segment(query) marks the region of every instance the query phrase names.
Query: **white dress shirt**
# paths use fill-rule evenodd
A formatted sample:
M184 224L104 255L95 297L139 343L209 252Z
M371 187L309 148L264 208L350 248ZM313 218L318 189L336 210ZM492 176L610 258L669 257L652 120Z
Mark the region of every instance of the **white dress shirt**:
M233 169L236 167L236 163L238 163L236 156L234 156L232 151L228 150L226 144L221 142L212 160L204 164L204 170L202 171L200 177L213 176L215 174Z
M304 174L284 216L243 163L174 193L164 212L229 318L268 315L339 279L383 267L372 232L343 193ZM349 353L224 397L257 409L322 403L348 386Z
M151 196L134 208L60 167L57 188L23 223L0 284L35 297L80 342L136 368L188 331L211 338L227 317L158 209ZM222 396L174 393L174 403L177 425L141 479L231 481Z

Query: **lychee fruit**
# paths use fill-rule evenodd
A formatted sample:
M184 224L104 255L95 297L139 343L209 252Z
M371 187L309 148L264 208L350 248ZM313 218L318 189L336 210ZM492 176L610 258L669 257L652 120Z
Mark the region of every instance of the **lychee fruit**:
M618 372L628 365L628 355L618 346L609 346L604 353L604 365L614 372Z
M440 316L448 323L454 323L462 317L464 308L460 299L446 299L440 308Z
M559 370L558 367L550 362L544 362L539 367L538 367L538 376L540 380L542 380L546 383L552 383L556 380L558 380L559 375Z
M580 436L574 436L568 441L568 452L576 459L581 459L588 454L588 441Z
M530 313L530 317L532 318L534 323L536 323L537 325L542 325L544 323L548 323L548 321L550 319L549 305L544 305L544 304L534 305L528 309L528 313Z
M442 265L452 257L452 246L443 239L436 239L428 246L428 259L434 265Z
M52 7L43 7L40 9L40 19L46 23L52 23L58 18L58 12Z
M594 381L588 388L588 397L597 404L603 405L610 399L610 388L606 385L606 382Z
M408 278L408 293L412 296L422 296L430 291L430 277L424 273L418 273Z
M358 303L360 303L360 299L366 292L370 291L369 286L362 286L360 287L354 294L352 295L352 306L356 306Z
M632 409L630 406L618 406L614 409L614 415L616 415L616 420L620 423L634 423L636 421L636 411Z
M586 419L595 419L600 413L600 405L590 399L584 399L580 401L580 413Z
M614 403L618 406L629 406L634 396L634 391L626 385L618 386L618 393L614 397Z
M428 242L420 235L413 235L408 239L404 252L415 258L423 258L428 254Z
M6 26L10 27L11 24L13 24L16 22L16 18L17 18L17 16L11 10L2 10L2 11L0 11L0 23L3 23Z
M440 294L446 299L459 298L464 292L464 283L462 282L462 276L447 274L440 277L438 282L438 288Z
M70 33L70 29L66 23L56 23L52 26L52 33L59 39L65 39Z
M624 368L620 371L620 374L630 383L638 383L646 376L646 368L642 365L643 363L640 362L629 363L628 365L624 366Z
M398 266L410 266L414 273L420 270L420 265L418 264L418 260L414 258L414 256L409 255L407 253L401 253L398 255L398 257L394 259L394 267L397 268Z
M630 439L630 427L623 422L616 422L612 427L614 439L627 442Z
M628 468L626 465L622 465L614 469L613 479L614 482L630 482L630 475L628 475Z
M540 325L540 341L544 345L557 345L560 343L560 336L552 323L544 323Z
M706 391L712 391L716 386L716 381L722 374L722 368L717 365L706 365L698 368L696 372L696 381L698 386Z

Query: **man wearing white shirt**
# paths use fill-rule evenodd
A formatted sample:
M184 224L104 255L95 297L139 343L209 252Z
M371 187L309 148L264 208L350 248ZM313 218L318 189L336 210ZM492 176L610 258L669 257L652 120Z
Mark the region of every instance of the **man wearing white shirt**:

══════════

Objective:
Reproduce all of the rows above verbatim, without changing a single line.

Result of the task:
segment(query) marks the region of every instance the query phrase names.
Query: **white dress shirt**
# paths use fill-rule evenodd
A formatted sample:
M184 224L104 255L95 297L139 343L209 252Z
M371 187L309 148L264 208L350 248ZM313 218L318 189L336 210ZM492 176L610 258L669 257L652 120Z
Mark the region of every instance of the **white dress shirt**:
M233 169L236 167L236 163L238 163L236 156L234 156L232 151L228 150L226 144L221 142L212 160L204 164L204 170L202 171L200 177L213 176L215 174Z
M304 174L284 216L243 163L174 193L164 212L229 318L268 315L339 279L383 267L372 232L343 193ZM349 353L224 397L257 409L322 403L348 386Z
M151 196L134 208L60 167L57 188L23 223L0 284L35 297L80 342L136 368L188 331L211 338L227 317L158 209ZM222 396L174 393L174 403L177 425L141 479L231 481Z

Query: **lychee fruit**
# paths use fill-rule evenodd
A formatted sample:
M184 224L104 255L95 297L139 343L209 252Z
M371 187L309 148L264 208L350 248ZM313 218L318 189L336 210ZM492 176L610 258L669 257L652 120Z
Mark the region of every instance of the **lychee fruit**:
M618 372L628 365L628 355L618 346L609 346L604 353L604 365L614 372Z
M440 316L448 323L454 323L462 317L464 308L460 299L446 299L440 308Z
M559 370L558 367L550 362L544 362L539 367L538 367L538 376L540 380L542 380L546 383L552 383L556 380L558 380L559 375Z
M580 436L574 436L568 441L568 452L576 459L581 459L588 454L588 441Z
M530 313L530 317L532 318L534 323L536 323L537 325L542 325L544 323L548 323L548 321L550 319L549 305L544 305L544 304L534 305L528 309L528 313Z
M442 265L452 257L452 246L443 239L436 239L428 246L428 259L434 265Z
M52 7L43 7L40 9L40 19L46 23L52 23L58 18L58 12Z
M594 381L588 388L588 397L597 404L603 405L610 399L610 388L606 385L606 382Z
M408 278L408 293L412 296L422 296L430 291L430 277L424 273L418 273Z
M358 303L360 303L360 299L366 292L370 291L369 286L362 286L360 287L354 294L352 295L352 306L356 306Z
M632 409L630 406L618 406L614 409L614 415L616 415L616 420L620 423L634 423L636 421L636 411Z
M586 419L595 419L600 413L600 405L590 399L584 399L580 401L580 413Z
M614 403L618 406L629 406L634 396L634 391L626 385L618 386L618 393L614 397Z
M428 242L420 235L413 235L408 239L404 252L415 258L423 258L428 254Z
M6 26L10 27L11 24L13 24L16 22L16 18L17 18L17 16L11 10L2 10L2 11L0 11L0 23L3 23Z
M440 294L446 299L459 298L464 292L464 283L462 282L462 276L447 274L440 277L438 282L438 288Z
M70 33L70 29L66 23L56 23L52 26L52 33L59 39L65 39Z
M624 368L620 371L620 374L630 383L638 383L646 376L646 368L642 365L643 363L640 362L629 363L628 365L624 366Z
M398 266L410 266L414 273L420 270L420 265L418 264L418 260L414 258L414 256L409 255L407 253L401 253L398 255L398 257L394 259L394 267L397 268Z
M630 439L630 427L623 422L616 422L612 427L614 439L627 442Z
M628 468L626 465L622 465L614 469L613 479L614 482L630 482L630 475L628 475Z
M540 325L540 341L544 345L557 345L560 343L560 336L552 323L544 323Z
M706 391L712 391L716 386L716 381L722 374L722 368L717 365L706 365L698 368L696 372L696 381L698 386Z

Query: **man wearing white shirt**
# paths use fill-rule evenodd
A formatted sample:
M184 224L104 255L95 297L139 343L209 252Z
M371 187L309 148L264 208L350 248ZM313 218L318 189L336 210ZM492 176L610 258L669 257L652 120Z
Mark the region of every instance of the **man wearing white shirt**:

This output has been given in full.